● **To be done**
Copy the following items word for word, changing nothing.

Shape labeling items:
>> START
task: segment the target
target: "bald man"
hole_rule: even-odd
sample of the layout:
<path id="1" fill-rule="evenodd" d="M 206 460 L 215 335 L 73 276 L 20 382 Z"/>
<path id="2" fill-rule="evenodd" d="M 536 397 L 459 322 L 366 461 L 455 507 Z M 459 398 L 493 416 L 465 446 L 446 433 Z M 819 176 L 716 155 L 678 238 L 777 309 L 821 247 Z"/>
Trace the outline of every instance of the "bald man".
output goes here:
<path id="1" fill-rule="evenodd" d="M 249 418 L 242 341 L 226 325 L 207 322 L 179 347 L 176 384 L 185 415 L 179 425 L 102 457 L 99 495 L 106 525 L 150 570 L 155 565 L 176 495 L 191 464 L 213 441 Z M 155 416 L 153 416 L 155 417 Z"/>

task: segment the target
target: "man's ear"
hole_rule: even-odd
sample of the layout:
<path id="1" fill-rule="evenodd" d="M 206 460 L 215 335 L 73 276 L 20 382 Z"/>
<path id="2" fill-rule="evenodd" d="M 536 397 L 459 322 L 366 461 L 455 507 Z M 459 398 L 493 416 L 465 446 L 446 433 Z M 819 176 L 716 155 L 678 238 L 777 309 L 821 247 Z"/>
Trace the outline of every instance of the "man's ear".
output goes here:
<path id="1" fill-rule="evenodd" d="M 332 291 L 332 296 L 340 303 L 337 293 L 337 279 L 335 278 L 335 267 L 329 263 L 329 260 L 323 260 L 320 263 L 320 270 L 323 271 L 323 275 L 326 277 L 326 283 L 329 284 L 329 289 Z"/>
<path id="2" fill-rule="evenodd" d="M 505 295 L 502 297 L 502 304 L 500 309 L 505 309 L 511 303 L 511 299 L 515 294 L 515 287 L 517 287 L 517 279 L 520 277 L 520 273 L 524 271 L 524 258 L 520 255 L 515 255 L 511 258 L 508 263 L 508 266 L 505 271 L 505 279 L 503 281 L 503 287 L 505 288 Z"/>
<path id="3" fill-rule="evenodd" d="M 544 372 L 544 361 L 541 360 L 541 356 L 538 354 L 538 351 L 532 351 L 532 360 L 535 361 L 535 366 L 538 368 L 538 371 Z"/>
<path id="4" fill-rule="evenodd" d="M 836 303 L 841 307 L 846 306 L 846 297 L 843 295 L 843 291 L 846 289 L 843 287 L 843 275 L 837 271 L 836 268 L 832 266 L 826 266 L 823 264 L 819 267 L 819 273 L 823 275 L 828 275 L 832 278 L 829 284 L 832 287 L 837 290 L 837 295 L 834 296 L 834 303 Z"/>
>> END
● **Expected answer**
task: segment the target
target: "bald man"
hole_rule: even-odd
sample of the layout:
<path id="1" fill-rule="evenodd" d="M 206 460 L 215 335 L 73 276 L 20 382 Z"/>
<path id="2" fill-rule="evenodd" d="M 536 397 L 459 322 L 366 461 L 455 507 Z M 459 398 L 493 416 L 465 446 L 446 433 Z M 819 176 L 716 155 L 678 238 L 777 309 L 821 247 Z"/>
Trace the outline of every instance of the "bald man".
output goes here:
<path id="1" fill-rule="evenodd" d="M 249 418 L 242 341 L 226 325 L 207 322 L 179 347 L 176 384 L 185 415 L 179 425 L 102 457 L 99 495 L 106 525 L 150 570 L 155 565 L 176 495 L 191 464 L 213 441 Z M 155 416 L 153 416 L 155 417 Z"/>

task: segment the target
target: "man's ear"
hole_rule: even-odd
sample of the layout:
<path id="1" fill-rule="evenodd" d="M 206 460 L 215 335 L 73 276 L 20 382 Z"/>
<path id="2" fill-rule="evenodd" d="M 536 397 L 459 322 L 366 461 L 455 507 Z M 459 398 L 493 416 L 465 446 L 446 433 Z M 819 176 L 716 155 L 678 238 L 777 309 L 821 247 Z"/>
Trace the outline of every instance of the "man's ear".
output goes here:
<path id="1" fill-rule="evenodd" d="M 332 291 L 332 296 L 340 303 L 337 293 L 337 279 L 335 278 L 335 267 L 329 263 L 329 260 L 323 260 L 320 263 L 320 270 L 323 271 L 323 275 L 326 277 L 326 283 L 329 284 L 329 289 Z"/>
<path id="2" fill-rule="evenodd" d="M 505 295 L 502 297 L 502 304 L 500 309 L 505 309 L 511 303 L 511 299 L 515 294 L 515 287 L 517 287 L 517 279 L 520 277 L 520 273 L 524 271 L 524 258 L 520 255 L 515 255 L 511 258 L 508 263 L 508 266 L 505 271 L 505 279 L 503 281 L 503 287 L 505 288 Z"/>
<path id="3" fill-rule="evenodd" d="M 544 372 L 544 361 L 541 360 L 541 356 L 538 354 L 538 351 L 532 351 L 532 360 L 535 361 L 535 366 L 538 368 L 538 371 Z"/>
<path id="4" fill-rule="evenodd" d="M 836 303 L 841 307 L 846 306 L 846 297 L 843 295 L 843 291 L 846 289 L 843 287 L 843 275 L 837 271 L 836 268 L 832 266 L 826 266 L 823 264 L 819 267 L 819 273 L 823 275 L 828 275 L 832 278 L 829 284 L 832 287 L 837 290 L 837 295 L 834 296 L 834 303 Z"/>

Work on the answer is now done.